Saved entries:
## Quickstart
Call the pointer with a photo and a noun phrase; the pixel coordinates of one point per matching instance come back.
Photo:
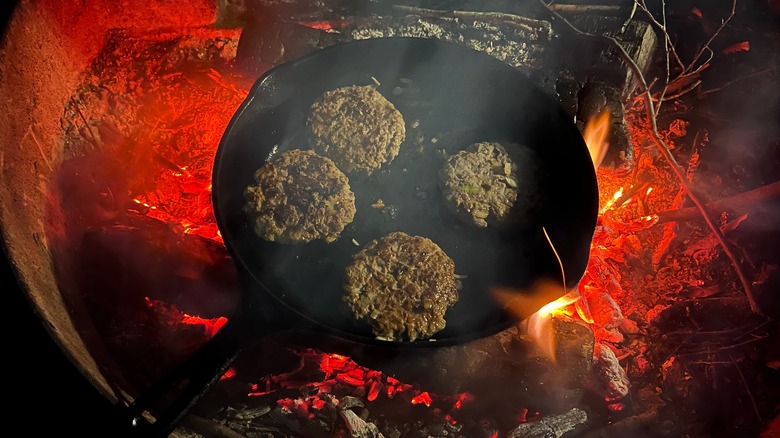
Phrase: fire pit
(109, 224)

Goal of the exercise:
From the records above, pull out each line that contains the word "Call".

Answer to this problem:
Call the pointer with a photo and a noun phrase; the pixel coordinates of one point per matching instance come back.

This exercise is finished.